ASSIGNED TASK 1 — List every music genre named on the "Genres:" line of the DJ Minx text below.
ASSIGNED TASK 2 — In the DJ Minx text below, copy everything from "- Genres: Detroit" down to "Detroit's Music Institute.", without altering a word.

EXERCISE PASSAGE —
+--
Background information
- Born: Jennifer Witcher Detroit, Michigan, U.S.
- Genres: Detroit techno, house, techno
- Occupations: DJ, producer
- Years active: 1989–present
- Label: Women on Wax Recordings

= DJ Minx =

Jennifer Witcher (known as DJ Minx) is a house and techno DJ and producer from Detroit, Michigan. She is the founder of the DJ collective 'Women on Wax', and accompanying record label Women on Wax Recordings.

== Biography ==
=== Life and career ===
Witcher was born in Detroit, the youngest sibling of five children. In June 2021, as part of Pride month, Witcher came out as a lesbian.

Witcher began DJing in the 1990s, after witnessing established DJs perform at Detroit's Music Institute.

She engineered and hosted the electronic music show Deep Space Radio, on WGPR (Detroit), and hosted the University of Canada weekly radio programme Steamy Windows on CJAM 91.5 FM. She went on to become a resident of Club Motor in Hamtramck. Witcher performed at the first Detroit Electronic Music Festival in 2000, has performed at many editions of the Detroit techno festival Movement, and regularly plays at venues and large festivals across the U.S. and internationally.
+--
SOURCE MATERIAL —
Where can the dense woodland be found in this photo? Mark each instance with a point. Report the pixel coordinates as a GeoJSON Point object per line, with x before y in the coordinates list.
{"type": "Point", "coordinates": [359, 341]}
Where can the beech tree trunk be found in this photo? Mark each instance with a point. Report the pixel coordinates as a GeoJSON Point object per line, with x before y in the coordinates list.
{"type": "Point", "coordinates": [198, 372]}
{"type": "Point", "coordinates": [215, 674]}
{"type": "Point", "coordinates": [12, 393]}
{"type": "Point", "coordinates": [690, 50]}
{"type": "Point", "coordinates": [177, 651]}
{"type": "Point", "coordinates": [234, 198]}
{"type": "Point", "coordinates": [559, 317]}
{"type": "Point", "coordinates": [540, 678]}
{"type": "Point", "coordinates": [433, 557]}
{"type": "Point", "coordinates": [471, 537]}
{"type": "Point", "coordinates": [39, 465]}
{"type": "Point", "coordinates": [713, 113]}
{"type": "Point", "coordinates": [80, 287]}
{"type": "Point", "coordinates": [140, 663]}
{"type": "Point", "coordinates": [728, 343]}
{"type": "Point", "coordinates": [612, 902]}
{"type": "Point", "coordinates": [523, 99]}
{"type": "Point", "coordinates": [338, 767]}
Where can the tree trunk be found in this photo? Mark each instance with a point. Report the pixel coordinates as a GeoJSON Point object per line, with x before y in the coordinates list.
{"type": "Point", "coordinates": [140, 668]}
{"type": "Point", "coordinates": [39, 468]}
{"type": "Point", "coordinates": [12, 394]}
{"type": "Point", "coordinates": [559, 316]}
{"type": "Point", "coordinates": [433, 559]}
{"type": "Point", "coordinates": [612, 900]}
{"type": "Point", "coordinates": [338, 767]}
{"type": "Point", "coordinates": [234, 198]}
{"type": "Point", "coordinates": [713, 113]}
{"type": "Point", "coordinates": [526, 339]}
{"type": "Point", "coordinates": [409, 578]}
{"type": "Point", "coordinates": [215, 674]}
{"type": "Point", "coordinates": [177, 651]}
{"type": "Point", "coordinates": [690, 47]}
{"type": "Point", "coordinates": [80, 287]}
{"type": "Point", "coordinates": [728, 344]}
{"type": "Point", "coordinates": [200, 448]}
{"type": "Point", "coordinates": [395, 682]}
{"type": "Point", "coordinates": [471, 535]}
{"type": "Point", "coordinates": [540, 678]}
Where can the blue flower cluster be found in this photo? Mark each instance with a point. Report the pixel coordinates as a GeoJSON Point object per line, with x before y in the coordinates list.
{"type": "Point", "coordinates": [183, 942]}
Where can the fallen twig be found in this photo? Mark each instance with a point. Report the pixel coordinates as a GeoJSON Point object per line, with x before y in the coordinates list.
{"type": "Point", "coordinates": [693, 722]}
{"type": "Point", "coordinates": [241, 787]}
+--
EXERCISE SOLUTION 1 —
Detroit techno
house
techno

EXERCISE SOLUTION 2 —
- Genres: Detroit techno, house, techno
- Occupations: DJ, producer
- Years active: 1989–present
- Label: Women on Wax Recordings

= DJ Minx =

Jennifer Witcher (known as DJ Minx) is a house and techno DJ and producer from Detroit, Michigan. She is the founder of the DJ collective 'Women on Wax', and accompanying record label Women on Wax Recordings.

== Biography ==
=== Life and career ===
Witcher was born in Detroit, the youngest sibling of five children. In June 2021, as part of Pride month, Witcher came out as a lesbian.

Witcher began DJing in the 1990s, after witnessing established DJs perform at Detroit's Music Institute.